Task brief ->
Rewrite the lines below, replacing "image" with "photo" and changing nothing else. Return every line but leave out the pictures.

Material supplied ->
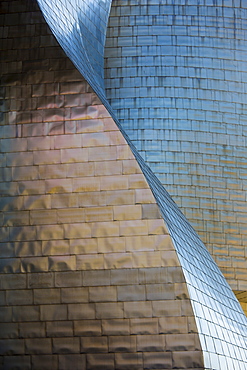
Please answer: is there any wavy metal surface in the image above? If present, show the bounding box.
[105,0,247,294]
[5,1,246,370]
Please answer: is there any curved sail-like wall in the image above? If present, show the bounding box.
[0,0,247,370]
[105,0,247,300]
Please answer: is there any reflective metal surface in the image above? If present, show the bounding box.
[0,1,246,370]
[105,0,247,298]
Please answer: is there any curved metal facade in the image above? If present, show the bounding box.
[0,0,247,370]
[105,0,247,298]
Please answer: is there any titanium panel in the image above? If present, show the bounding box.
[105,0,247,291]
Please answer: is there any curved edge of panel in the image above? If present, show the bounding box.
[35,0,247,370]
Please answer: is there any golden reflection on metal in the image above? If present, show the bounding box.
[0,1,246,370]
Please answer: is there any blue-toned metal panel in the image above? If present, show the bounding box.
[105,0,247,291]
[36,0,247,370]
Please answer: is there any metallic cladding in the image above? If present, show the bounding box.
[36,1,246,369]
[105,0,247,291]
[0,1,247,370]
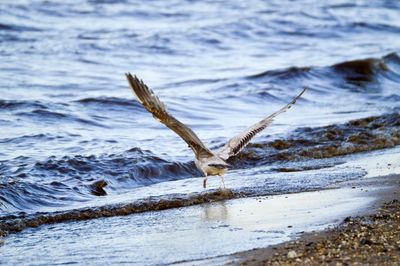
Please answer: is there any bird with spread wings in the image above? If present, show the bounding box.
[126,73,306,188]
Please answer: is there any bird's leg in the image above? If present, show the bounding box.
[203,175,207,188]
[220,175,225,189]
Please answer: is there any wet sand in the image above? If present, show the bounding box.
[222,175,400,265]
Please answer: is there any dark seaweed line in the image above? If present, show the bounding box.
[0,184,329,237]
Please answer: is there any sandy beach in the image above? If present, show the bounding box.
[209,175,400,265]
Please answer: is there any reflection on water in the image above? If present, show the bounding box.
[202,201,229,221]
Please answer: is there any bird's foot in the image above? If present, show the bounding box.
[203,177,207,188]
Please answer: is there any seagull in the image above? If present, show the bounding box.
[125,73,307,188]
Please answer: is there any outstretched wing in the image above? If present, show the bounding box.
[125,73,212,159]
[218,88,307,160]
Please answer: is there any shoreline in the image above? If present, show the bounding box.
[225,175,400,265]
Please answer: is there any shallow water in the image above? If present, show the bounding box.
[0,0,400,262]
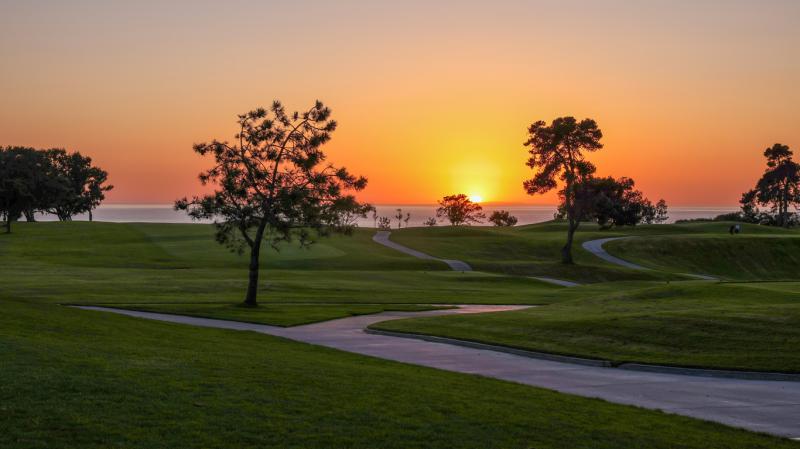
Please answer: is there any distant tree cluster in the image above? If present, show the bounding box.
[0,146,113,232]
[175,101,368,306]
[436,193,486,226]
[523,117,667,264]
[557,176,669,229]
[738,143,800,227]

Answer to this exercise ->
Please answer: is there any wavy metal surface in the photo above? If present, show the bounding box.
[105,0,247,294]
[5,1,246,370]
Please answer: is there any curved sail-like wall in the photo above? If present, show the bounding box.
[0,0,247,370]
[105,0,247,300]
Please answer: is there any reflective metal surface in the photo above? If present, show the bounding box.
[0,1,246,370]
[105,0,247,298]
Please answer: is there any curved metal facade in the photo above? If present, show the bounding box.
[0,0,247,370]
[105,0,247,298]
Please answer: is there any titanium panel in the photo above? If present, show the bounding box.
[105,0,247,291]
Please answer: is there any curved edge of panel in the photo above? If present, show the bounding box.
[35,0,247,370]
Please answer: is there any golden reflection on metal in the photo above? If present, show the bounding box.
[0,1,246,370]
Please answer: is there any blue-toned metal panel in the photo above? If present, show the bounding box.
[105,0,247,291]
[36,0,247,370]
Please answer: is there any metallic cladding in the photo above? If present, show the bounding box.
[36,1,246,369]
[105,0,247,291]
[0,1,247,370]
Please answer: is there any bird with spread wings in the photo above? If present, show the bounding box.
[126,73,306,188]
Please answer: is there any bird's leg in the photo above? If present, show the bounding box.
[203,175,207,188]
[220,175,225,189]
Please answer: is there any wet sand in the photo above? If present, show the bounding box.
[222,175,400,265]
Please answer: is there any dark seaweed line in the photo above? If present, show the bounding box.
[0,184,329,237]
Please answer: is there any sandy beach in the photo above? If present, show the bounding box.
[209,175,400,265]
Please answer: is there any reflection on water in the photo above? If present, show the bounding box.
[202,201,229,221]
Please answer: is there any bird's foot in the photo above? If present, show the bounding box.
[203,177,207,188]
Please answer: is there any seagull in the photo above? If present, show the bounding box.
[125,73,307,188]
Please answer: is there any outstretched wing in the photo above? If present, show the bounding box.
[125,73,212,159]
[218,88,307,160]
Please answer: is there any shoreline in the photo above? If present, show the bounding box.
[225,175,400,265]
Please answer: is there any shallow water in the photo above? If present, show the bounding box.
[0,0,400,262]
Please answer: is there any distant tree cluster in the photo above? If present, show the bounding box.
[0,146,113,232]
[175,101,368,306]
[436,193,486,226]
[523,117,667,264]
[557,176,669,229]
[738,143,800,227]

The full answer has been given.